=== Extracted information ===

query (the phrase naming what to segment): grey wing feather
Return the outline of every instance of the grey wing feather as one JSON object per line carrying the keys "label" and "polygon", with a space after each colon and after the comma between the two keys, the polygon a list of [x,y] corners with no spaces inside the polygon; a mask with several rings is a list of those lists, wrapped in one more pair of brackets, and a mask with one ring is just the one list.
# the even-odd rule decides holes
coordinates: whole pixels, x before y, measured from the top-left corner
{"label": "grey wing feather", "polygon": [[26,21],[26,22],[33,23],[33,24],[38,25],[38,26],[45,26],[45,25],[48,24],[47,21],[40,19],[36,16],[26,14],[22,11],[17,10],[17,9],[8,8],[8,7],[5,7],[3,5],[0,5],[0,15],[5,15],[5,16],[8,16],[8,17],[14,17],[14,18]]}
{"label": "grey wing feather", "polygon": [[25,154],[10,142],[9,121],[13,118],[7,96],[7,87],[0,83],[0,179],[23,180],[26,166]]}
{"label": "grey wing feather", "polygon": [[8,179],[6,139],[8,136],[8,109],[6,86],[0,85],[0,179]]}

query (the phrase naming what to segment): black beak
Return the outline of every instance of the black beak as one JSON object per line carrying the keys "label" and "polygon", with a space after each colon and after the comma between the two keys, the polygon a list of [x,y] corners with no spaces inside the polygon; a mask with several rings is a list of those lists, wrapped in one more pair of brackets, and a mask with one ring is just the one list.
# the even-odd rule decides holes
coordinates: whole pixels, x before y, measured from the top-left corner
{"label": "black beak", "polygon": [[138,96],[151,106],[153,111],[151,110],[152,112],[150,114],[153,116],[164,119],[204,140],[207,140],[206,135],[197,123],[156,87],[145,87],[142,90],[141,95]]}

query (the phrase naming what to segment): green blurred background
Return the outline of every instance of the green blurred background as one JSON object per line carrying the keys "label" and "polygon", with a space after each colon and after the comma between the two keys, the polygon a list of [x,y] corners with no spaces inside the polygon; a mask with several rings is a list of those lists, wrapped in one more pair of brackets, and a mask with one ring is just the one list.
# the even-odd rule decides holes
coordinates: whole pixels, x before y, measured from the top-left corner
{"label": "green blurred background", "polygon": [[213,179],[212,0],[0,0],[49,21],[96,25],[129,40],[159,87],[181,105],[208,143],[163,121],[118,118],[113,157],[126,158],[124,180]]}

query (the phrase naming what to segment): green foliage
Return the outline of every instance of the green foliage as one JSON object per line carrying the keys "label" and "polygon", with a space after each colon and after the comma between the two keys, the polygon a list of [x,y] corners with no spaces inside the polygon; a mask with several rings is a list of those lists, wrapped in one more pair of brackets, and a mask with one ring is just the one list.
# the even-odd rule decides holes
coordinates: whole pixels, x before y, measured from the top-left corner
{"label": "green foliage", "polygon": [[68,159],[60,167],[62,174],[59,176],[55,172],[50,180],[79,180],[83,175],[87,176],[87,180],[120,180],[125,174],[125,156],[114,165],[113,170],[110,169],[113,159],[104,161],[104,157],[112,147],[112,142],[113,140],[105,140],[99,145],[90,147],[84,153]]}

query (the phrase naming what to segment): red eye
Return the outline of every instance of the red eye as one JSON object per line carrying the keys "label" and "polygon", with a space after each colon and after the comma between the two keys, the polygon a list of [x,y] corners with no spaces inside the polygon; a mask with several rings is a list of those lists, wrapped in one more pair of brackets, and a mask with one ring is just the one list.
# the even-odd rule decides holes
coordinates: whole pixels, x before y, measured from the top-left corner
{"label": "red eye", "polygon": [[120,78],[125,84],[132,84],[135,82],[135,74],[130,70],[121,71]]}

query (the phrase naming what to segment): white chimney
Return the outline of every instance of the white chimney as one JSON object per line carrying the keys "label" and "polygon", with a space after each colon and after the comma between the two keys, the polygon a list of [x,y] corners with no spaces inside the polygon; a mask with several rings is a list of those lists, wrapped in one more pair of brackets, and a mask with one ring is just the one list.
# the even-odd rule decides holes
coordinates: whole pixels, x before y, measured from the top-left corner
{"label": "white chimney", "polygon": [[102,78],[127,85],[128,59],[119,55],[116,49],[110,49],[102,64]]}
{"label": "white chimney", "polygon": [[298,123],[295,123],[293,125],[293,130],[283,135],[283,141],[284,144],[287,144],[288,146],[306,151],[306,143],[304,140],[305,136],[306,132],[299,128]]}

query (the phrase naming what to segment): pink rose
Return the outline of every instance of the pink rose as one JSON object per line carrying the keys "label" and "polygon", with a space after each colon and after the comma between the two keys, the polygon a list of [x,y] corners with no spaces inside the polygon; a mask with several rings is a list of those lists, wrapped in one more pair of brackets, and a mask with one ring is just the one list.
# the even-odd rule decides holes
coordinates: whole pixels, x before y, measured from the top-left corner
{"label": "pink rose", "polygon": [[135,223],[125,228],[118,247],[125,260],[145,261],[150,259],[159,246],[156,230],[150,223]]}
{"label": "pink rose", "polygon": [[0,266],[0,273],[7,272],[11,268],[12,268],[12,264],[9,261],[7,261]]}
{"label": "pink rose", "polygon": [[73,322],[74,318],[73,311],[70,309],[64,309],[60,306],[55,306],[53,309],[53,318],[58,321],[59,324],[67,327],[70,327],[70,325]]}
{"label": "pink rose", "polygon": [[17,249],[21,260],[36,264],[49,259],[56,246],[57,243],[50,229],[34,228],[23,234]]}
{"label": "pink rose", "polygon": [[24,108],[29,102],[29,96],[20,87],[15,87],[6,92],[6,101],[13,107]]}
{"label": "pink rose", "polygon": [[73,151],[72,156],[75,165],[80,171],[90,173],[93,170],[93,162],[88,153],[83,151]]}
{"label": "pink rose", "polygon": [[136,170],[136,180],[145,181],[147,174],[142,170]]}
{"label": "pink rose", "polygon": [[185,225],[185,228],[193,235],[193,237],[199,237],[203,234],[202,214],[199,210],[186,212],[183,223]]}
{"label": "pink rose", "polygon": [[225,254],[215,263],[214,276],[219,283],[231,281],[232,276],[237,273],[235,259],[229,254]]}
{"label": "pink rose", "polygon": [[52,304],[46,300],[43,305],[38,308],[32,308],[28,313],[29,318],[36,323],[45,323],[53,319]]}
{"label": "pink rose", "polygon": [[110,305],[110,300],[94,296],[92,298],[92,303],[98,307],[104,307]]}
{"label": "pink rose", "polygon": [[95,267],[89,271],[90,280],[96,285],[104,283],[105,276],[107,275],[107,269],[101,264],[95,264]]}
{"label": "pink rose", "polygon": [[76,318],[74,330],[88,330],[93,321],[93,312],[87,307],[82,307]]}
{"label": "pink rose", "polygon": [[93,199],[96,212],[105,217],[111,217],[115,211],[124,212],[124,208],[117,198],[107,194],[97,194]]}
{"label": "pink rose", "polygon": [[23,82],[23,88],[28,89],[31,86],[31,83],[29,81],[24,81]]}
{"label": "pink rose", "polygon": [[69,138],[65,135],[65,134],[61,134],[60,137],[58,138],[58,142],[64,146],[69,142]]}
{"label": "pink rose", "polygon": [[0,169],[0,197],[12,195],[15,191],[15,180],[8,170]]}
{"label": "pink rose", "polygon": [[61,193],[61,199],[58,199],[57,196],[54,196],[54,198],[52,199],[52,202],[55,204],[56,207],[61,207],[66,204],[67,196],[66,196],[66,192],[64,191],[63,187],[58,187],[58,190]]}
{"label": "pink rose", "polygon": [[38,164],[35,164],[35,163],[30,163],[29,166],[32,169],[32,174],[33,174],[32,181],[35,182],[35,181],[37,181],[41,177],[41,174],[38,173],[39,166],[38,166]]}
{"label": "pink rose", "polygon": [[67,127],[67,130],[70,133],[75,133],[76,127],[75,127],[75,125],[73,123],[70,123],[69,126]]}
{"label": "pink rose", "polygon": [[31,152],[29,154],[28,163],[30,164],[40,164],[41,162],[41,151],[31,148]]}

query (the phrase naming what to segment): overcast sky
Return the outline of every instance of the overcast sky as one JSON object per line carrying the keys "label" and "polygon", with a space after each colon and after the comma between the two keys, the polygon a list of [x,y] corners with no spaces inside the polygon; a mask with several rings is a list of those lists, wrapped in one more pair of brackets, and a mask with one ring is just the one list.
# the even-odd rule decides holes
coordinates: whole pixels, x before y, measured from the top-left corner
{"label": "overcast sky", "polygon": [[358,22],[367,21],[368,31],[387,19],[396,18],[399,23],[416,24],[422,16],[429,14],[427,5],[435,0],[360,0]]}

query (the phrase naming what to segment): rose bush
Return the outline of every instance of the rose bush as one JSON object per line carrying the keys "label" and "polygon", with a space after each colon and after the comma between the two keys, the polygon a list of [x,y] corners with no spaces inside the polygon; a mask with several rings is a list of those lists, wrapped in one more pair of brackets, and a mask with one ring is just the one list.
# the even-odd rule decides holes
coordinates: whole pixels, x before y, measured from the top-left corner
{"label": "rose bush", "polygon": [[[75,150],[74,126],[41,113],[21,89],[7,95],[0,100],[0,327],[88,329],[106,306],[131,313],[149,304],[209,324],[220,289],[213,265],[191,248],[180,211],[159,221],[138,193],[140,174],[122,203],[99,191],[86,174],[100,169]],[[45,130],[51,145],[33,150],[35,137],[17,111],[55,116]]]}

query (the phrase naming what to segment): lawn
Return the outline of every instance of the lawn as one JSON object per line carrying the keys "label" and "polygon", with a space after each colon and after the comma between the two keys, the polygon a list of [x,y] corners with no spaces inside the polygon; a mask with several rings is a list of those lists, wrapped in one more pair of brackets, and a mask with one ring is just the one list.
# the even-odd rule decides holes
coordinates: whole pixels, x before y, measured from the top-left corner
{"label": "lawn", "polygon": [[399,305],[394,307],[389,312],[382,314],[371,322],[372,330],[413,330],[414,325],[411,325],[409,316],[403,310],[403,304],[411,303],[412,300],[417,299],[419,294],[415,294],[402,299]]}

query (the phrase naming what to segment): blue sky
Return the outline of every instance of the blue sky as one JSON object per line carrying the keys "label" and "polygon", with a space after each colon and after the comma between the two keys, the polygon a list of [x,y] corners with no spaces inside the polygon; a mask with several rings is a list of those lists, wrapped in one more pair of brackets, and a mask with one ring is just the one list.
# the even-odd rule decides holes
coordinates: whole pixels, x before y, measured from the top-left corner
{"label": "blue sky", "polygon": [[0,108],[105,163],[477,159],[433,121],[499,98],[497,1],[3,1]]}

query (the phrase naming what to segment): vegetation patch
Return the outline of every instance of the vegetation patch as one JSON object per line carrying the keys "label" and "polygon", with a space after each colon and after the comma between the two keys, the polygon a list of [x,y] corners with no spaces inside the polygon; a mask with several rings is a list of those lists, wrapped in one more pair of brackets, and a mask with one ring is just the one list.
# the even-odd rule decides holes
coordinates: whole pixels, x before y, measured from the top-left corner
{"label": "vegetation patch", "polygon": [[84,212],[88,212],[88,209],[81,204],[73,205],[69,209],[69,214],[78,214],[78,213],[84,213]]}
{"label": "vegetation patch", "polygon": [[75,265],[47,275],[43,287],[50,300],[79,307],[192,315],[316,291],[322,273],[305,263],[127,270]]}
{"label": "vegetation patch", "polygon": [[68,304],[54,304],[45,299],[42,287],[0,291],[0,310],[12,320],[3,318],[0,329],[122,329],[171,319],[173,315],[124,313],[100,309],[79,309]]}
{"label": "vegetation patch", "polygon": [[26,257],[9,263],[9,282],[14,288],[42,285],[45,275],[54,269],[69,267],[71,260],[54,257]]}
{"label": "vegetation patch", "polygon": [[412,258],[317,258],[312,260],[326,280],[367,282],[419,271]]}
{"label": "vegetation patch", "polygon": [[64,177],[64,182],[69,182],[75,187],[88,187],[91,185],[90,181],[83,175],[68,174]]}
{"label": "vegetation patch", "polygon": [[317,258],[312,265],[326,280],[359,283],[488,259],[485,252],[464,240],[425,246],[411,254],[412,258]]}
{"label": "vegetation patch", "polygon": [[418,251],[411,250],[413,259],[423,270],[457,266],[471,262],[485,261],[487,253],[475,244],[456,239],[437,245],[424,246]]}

===

• What the exercise asks: Each line above that has the word "query" must be copied.

• Output of the exercise:
query (the phrase naming what to segment): grey wing feather
query (the phrase naming what to segment): black beak
query (the phrase naming what to segment): green blurred background
query (the phrase naming what to segment): green foliage
query (the phrase naming what to segment): red eye
query (the phrase naming what to segment): white chimney
query (the phrase naming what to segment): pink rose
query (the phrase naming what to segment): overcast sky
query (the phrase naming what to segment): rose bush
query (the phrase naming what to segment): lawn
query (the phrase naming what to segment): blue sky
query (the phrase naming what to segment): vegetation patch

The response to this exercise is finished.